### [Prompt]
Send back all the data below, exactly as given.

Stored items from a collection:
◇ ◇ ◇ ◇ ◇ ◇ ◇
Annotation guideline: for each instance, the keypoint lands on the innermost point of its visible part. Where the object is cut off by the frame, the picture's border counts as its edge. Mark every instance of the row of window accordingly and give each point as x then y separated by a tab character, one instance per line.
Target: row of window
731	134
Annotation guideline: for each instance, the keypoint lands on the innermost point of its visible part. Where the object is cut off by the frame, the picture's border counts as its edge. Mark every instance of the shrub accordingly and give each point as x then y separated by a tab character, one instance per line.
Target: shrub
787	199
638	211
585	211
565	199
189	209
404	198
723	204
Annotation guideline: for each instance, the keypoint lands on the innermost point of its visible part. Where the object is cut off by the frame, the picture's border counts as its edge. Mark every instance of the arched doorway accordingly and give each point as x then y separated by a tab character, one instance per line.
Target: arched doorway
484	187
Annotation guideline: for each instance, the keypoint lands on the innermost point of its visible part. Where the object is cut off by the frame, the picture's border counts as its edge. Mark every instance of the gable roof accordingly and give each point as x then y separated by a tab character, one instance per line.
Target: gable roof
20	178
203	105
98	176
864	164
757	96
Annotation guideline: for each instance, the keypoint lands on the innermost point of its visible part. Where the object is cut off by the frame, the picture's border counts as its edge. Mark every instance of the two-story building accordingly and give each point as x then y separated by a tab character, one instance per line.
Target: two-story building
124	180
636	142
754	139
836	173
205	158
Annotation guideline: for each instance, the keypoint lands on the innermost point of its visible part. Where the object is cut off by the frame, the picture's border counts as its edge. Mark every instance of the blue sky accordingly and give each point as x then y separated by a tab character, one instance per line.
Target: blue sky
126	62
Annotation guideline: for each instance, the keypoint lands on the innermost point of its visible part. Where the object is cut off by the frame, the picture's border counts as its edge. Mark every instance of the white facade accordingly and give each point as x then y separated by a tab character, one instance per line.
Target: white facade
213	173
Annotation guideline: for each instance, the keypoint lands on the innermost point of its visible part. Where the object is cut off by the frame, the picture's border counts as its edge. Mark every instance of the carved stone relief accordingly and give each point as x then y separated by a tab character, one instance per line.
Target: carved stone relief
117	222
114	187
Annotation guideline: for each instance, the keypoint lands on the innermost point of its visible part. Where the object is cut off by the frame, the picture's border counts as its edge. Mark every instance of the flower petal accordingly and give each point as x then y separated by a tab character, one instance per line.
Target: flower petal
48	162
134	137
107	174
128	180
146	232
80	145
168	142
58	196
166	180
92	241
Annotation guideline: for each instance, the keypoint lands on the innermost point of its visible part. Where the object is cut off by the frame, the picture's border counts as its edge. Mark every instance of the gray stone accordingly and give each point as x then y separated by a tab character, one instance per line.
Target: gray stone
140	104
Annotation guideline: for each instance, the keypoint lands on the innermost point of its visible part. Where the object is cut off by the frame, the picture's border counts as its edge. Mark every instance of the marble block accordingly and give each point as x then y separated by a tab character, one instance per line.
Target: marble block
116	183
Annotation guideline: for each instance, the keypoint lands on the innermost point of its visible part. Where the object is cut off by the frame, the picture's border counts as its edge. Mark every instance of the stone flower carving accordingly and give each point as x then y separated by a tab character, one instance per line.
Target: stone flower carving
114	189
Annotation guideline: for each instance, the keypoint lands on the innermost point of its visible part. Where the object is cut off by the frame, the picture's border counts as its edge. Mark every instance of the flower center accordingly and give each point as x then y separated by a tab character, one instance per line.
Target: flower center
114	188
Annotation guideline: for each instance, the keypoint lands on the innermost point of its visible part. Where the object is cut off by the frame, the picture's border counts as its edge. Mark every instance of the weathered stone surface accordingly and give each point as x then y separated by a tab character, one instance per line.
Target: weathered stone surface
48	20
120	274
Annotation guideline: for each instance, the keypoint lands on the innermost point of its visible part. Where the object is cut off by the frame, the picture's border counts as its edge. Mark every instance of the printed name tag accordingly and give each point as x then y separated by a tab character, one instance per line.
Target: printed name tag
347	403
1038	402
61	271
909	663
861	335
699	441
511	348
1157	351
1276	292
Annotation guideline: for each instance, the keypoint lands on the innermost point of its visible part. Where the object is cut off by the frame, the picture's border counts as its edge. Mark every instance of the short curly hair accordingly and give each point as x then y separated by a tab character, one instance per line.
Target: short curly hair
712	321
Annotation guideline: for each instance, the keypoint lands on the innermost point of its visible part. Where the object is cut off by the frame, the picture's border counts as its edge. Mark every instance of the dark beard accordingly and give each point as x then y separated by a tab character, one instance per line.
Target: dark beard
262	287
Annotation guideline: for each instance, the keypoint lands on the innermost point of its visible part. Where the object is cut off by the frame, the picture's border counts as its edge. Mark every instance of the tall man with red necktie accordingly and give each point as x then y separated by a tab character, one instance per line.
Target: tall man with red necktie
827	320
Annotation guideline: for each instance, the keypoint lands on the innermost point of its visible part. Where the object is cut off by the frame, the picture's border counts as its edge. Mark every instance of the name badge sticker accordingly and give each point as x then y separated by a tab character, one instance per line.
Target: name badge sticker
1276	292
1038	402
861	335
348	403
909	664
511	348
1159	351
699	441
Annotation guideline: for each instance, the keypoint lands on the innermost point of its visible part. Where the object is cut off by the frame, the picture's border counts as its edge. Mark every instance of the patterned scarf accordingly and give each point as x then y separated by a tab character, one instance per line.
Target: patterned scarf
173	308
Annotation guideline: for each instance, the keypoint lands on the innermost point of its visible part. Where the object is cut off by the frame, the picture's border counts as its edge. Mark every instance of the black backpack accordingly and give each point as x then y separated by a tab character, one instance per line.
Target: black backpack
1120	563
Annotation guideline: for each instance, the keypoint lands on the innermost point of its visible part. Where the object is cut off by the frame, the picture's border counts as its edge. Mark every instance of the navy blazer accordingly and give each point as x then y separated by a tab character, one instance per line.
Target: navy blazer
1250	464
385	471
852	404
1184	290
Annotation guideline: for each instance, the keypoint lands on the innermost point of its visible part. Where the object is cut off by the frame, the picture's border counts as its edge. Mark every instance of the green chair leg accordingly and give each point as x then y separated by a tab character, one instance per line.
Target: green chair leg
◇ ◇ ◇ ◇ ◇ ◇ ◇
### [Exercise output]
Annotation guideline: for each instance, the keypoint lands on the innermost point of its visible part. Where the object is cut off by the frame, the picture's border counts as its edge. Mark every instance of the row of window accordingly and give each point as x then y separated by a tab character, one instance per line.
Target: row of window
731	134
Annotation guideline: for each instance, the keypoint lands on the innermost point of its visible part. Where the object is cut off by the frame, the picture's border counts as its edge. Mark every instance of the shrub accordingly and give each point as x then y separated by a tab character, one instance per line.
Target: shrub
787	199
638	211
585	211
565	199
189	209
404	198
723	204
Annotation guideline: for each instance, the keypoint lands on the innermost point of its visible part. Where the object is cut off by the frame, the picture's border counts as its edge. Mark every instance of the arched doorway accordingly and give each point as x then y separated by a tab character, one instance per line.
Target: arched doorway
484	187
Annotation guideline: for each instance, the keypoint lands on the innermost point of its visible part. Where the object is cut off by the frame, the picture's border counts as its edge. Mark every instance of the gable roof accordingly and give each point as x then y separated by a tab character, one instance per line.
Target: gable roof
20	178
203	105
98	176
864	164
757	96
Annotation guideline: for each instance, the keypoint lands on the innermost point of its visible part. Where the object is cut off by the frame, the picture's border counts as its edge. Mark every instance of the two-story building accordingly and give each point as x then y separated by a tab character, one instance per line.
Target: two-story building
124	180
636	142
754	139
836	173
205	158
Annotation guideline: for each instance, the keypoint lands on the innermost point of its visible part. Where the object is cut off by the frame, the picture's border counts as its edge. Mark every instance of the blue sky accordingly and give each point as x then y separated by a tab character, one instance per line.
Target: blue sky
126	62
Annotation guideline: for each instance, the keypoint lands on the innermost point of its visible part. Where the object is cut off by the frame, the picture's border counts as its edge. Mark every instance of the white facade accordingly and give each point as x then y separated by a tab character, one instance per line.
Target: white facade
213	173
Annotation guideline: for each instance, the keypoint lands on the innermost point of its visible part. Where the object is cut off by the frame, the picture's border counts as its edge. Mark every instance of the carved stone relief accordingly and give each point as x then y separated by a tab character, one instance per line.
Target: carved stone relief
117	222
114	187
Annotation guideline: for each instance, the keypoint lands on the innermost point of its visible part. Where the object is cut off by the frame, the picture's border counts as its edge. Mark every instance of the flower petal accordingly and give each point as x then y separated by a tab character, one instance per line.
Target: flower petal
48	162
134	137
107	174
128	180
146	232
80	145
168	142
58	196
166	180
92	241
Annotation guideline: for each instance, the keypoint lands on the innermost point of its visible part. Where the object is cut off by the frame, the picture's border counts as its edge. Mark every instance of the gray stone accordingly and give each point as x then y separated by a tab character, one instance per line.
Target: gray stone
140	104
Annotation guideline: for each instance, the keypoint lands on the innermost point of its visible part. Where the object is cut off by the frame, the picture's border counts as its edge. Mark every instance of the marble block accordingly and give each point as x then y separated by a tab character, one instance per line.
Target: marble block
116	183
Annotation guideline: for each instance, the keypoint lands on the innermost point of its visible part. Where the object is cut off by the frame, the picture's border counts as its edge. Mark every instance of the stone flower carving accordingly and give each point as x then y separated by a tab character, one instance per line.
Target: stone flower carving
114	189
Annotation guideline: for each instance, the keypoint lands on the innermost point of its visible part. Where the object is cut off by the frame, the picture's border counts as its edge. Mark every instance of the flower center accordingly and give each point as x then y separated by a tab character, one instance per line.
Target: flower center
114	188
Annotation guideline: for each instance, the keypoint lands on the innermost point of its visible part. Where the object is cut off by the frame, the picture's border counts as its edge. Mark every instance of the weathered stone surface accordingly and give each point as x then y separated by a tab character, one instance per line.
Target: weathered stone surface
48	20
120	274
Annotation guideline: for each instance, the keypoint lands on the innermost point of its visible part. Where the object is cut off by the frame, the picture's border counts as its edge. Mark every instance of the printed name tag accordingly and give each point as x then y separated by a tab character, one instance per line.
Target: printed name tag
347	403
1038	402
61	271
909	663
861	335
699	441
511	348
1157	351
1276	292
Annotation guideline: for each instance, the keypoint lands on the innermost point of its visible part. Where the object is cut off by the frame, the picture's border counts as its edge. Mark every instance of the short curly hair accordingly and give each point as x then y separated by a tab character, one instance per line.
Target: short curly hair
712	321
Annotation guideline: for each instance, the keypoint lands on the innermost point of its visible part. Where the object is cut off by the frame, the picture's border counts as its edge. Mark every instance of the dark beard accordingly and give each point as x then y separated by a tab character, one instance per line.
Target: dark beard
262	287
Annotation guideline: for each instance, the keypoint lands on the innermost point of its visible part. Where the object is cut off by the frame, the picture's border counts as its edge. Mark every instance of the tall man with red necktie accordingly and give each point as x then y separated by a tab character, one instance per line.
Target: tall man with red necktie
827	320
Annotation guideline: for each instance, the keypoint lands on the innermost point of its visible part. Where the object is cut off by the frame, the picture's border counts as its edge. Mark every instance of the name badge sticker accordingly and give each point as x then y separated by a tab character, one instance per line.
Target: name badge sticker
1276	292
1038	402
861	335
348	403
909	664
511	348
1159	351
699	441
Annotation guideline: for each instance, the keypoint lands on the innermost point of its visible part. Where the object is cut off by the frame, the picture's border counts as its edge. Mark every instance of the patterned scarf accordingly and give each point as x then y separated by a tab character, one instance per line.
Target: patterned scarf
173	308
Annotation guideline: for each instance, the keypoint lands on the innermost point of its visible part. Where the object is cut off by the frame, the picture's border counts as its edge. Mark every instance of the black backpack accordingly and give each point as x then y separated by a tab character, one instance per line.
Target: black backpack
1120	563
Annotation guideline: for each instance, the keypoint lands on the innermost point of its visible part. Where the object is cut off by the frame, the picture's border counts as its edge. Mark every instance of the navy blazer accordingly and give each point as x then y separated by a tab character, one instance per line.
Target: navy blazer
1250	464
385	471
852	404
1184	290
Annotation guideline: for each instance, the keypoint lands on the innermost point of its visible part. Where the object is cut off by the frame, the picture's border counts as its edge. Mark every instance of the green chair leg accordingly and give each point as x then y separated by a tab character, one instance per line.
Target: green chair leg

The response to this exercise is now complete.